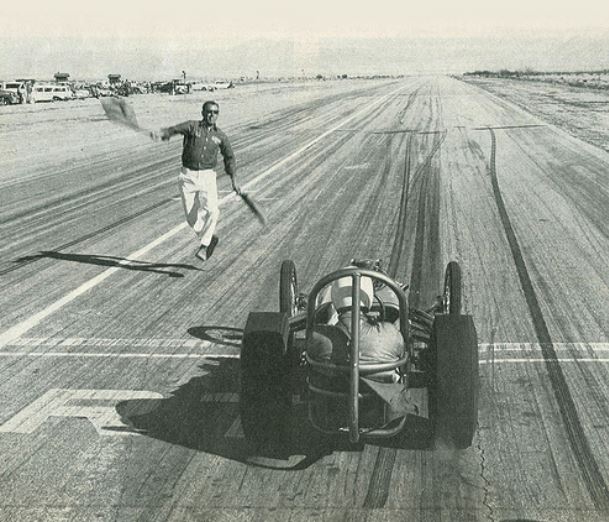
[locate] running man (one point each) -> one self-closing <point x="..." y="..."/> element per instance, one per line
<point x="197" y="179"/>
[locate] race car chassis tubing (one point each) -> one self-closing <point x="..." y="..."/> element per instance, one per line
<point x="355" y="368"/>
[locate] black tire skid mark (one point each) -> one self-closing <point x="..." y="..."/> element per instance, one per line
<point x="588" y="467"/>
<point x="378" y="489"/>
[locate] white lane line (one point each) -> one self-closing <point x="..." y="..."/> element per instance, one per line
<point x="122" y="355"/>
<point x="521" y="361"/>
<point x="580" y="352"/>
<point x="24" y="326"/>
<point x="100" y="341"/>
<point x="536" y="347"/>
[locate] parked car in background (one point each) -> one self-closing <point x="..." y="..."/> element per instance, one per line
<point x="8" y="97"/>
<point x="223" y="85"/>
<point x="81" y="94"/>
<point x="201" y="86"/>
<point x="15" y="87"/>
<point x="62" y="92"/>
<point x="42" y="92"/>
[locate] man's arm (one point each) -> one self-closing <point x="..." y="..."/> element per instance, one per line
<point x="167" y="132"/>
<point x="230" y="164"/>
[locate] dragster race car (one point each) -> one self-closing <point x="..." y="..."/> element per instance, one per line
<point x="354" y="351"/>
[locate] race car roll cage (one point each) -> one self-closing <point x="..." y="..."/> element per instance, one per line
<point x="355" y="368"/>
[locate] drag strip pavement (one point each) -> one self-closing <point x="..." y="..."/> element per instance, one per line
<point x="120" y="400"/>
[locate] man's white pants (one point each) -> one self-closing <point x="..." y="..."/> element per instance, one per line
<point x="200" y="200"/>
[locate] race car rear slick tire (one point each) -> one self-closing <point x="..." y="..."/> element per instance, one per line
<point x="452" y="289"/>
<point x="265" y="398"/>
<point x="456" y="387"/>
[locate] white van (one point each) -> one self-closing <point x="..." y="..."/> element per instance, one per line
<point x="62" y="92"/>
<point x="12" y="86"/>
<point x="42" y="92"/>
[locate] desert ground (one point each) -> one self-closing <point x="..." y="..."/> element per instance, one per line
<point x="119" y="350"/>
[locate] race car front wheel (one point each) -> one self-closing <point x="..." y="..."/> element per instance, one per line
<point x="451" y="296"/>
<point x="288" y="288"/>
<point x="456" y="383"/>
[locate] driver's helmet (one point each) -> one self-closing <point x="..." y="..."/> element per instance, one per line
<point x="342" y="290"/>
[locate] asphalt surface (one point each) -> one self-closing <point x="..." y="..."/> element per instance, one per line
<point x="119" y="349"/>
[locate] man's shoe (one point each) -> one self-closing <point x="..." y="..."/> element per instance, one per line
<point x="212" y="245"/>
<point x="202" y="253"/>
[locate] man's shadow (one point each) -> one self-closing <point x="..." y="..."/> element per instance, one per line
<point x="111" y="261"/>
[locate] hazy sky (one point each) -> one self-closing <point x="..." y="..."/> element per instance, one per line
<point x="144" y="38"/>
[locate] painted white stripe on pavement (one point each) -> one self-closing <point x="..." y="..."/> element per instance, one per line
<point x="121" y="355"/>
<point x="21" y="328"/>
<point x="536" y="347"/>
<point x="521" y="361"/>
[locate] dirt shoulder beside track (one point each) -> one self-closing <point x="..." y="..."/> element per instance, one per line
<point x="580" y="111"/>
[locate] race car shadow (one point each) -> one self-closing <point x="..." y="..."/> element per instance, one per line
<point x="224" y="335"/>
<point x="110" y="261"/>
<point x="203" y="415"/>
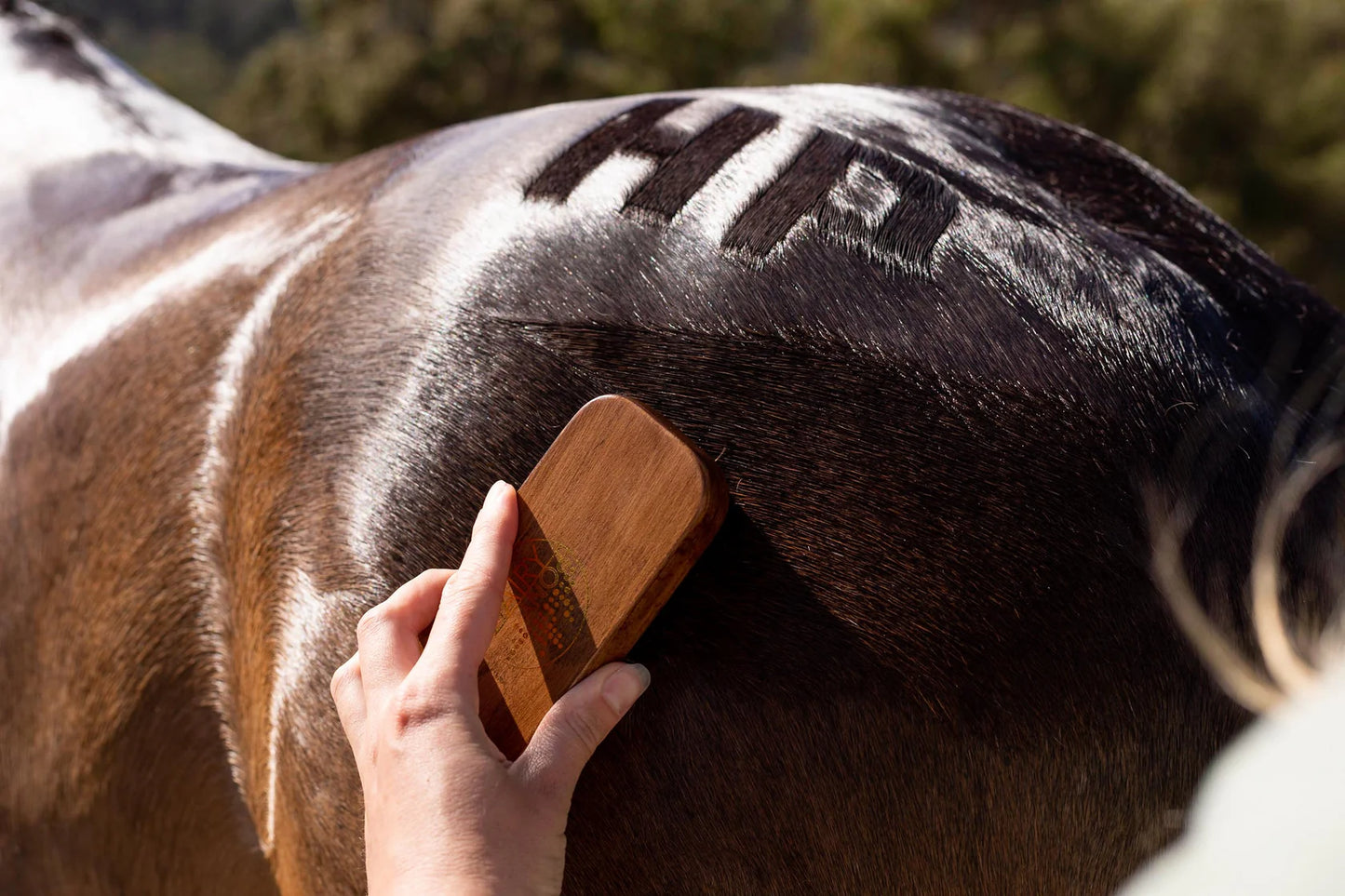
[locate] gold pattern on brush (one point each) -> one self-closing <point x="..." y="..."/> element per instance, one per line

____________

WHAT TO PRODUCE: Return all the material exactly, pictures excluded.

WRITTEN ANSWER:
[locate] running man (one point each) -> one self-closing <point x="..." y="..."/> element per instance, one per line
<point x="197" y="179"/>
[locate] race car chassis tubing (one point each) -> one self-closing <point x="..." y="..."/> element per instance, one per line
<point x="355" y="368"/>
[locate] black tire skid mark (one point each) -> one self-closing <point x="..." y="..."/> element per instance, one per line
<point x="588" y="467"/>
<point x="378" y="489"/>
[locate] white lane line (one point each) -> one self-closing <point x="..." y="..."/> element per instance, one per line
<point x="122" y="355"/>
<point x="521" y="361"/>
<point x="580" y="352"/>
<point x="24" y="326"/>
<point x="100" y="341"/>
<point x="536" y="347"/>
[locate] parked car in background (one point each) -> one self-closing <point x="..." y="..."/> element per instance, one per line
<point x="8" y="97"/>
<point x="223" y="85"/>
<point x="81" y="94"/>
<point x="201" y="86"/>
<point x="15" y="87"/>
<point x="62" y="92"/>
<point x="42" y="92"/>
[locate] man's arm (one point each) -> one self-closing <point x="..." y="..."/> element per instance, one per line
<point x="167" y="132"/>
<point x="230" y="164"/>
[locate] dragster race car (one point each) -> one self-closing <point x="..." y="..."/> element per instance, one per line
<point x="354" y="351"/>
[locate] race car roll cage (one point each) -> one self-closing <point x="..." y="..."/> element per instance, one per line
<point x="355" y="368"/>
[locate] drag strip pavement (one point each) -> one self-closing <point x="..." y="..."/> element per instance, one per line
<point x="120" y="400"/>
[locate] man's white pants (one point each) -> one self-closing <point x="..." y="..."/> element per instance, one per line
<point x="200" y="200"/>
[locate] race car rear slick tire (one point each) -> one self-closing <point x="..." y="..."/> element per instance, one per line
<point x="452" y="289"/>
<point x="265" y="398"/>
<point x="456" y="387"/>
[locate] white van (one point each) -> one self-closing <point x="..." y="..."/> element per instance, one per line
<point x="62" y="92"/>
<point x="12" y="86"/>
<point x="42" y="92"/>
[locate] desert ground (one point each) -> one self-closing <point x="..." y="..."/> element per instance, one per line
<point x="119" y="350"/>
[locate] race car front wheel (one point each) -> one self-closing <point x="..." y="..."/> element per instance, one per line
<point x="451" y="296"/>
<point x="288" y="288"/>
<point x="456" y="383"/>
[locate] driver's helmet (one point each) -> one self-closing <point x="..." y="..."/> element per instance, one per line
<point x="342" y="290"/>
[locate] asphalt surface (one point each) -> one self-closing <point x="..." y="..."/> element per instance, one per line
<point x="119" y="349"/>
[locate] man's shoe (one point each) -> one self-closing <point x="..." y="..."/> element per instance, one per line
<point x="212" y="245"/>
<point x="202" y="253"/>
[locate] man's shadow (one point each) -> one self-closing <point x="..." y="..."/> element per instance, one per line
<point x="111" y="261"/>
[locate] hazy sky (one point each) -> one self-closing <point x="..." y="..."/> element per instance, one per line
<point x="144" y="38"/>
[locate] painted white stripe on pavement (one point each) -> one self-closing <point x="..." y="..."/> element per instance, one per line
<point x="121" y="355"/>
<point x="21" y="328"/>
<point x="536" y="347"/>
<point x="521" y="361"/>
[locate] dirt shoulder beside track (one point each) -> one self-closing <point x="..." y="..."/> element per instance, one per line
<point x="580" y="111"/>
[locate] race car shadow (one point each) -> one self-closing <point x="..." y="..."/> element per instance, one per line
<point x="224" y="335"/>
<point x="110" y="261"/>
<point x="203" y="415"/>
[locate] gold pattern on brush (one point each) -> one self-closing <point x="..." y="..."/> element per instance, one per line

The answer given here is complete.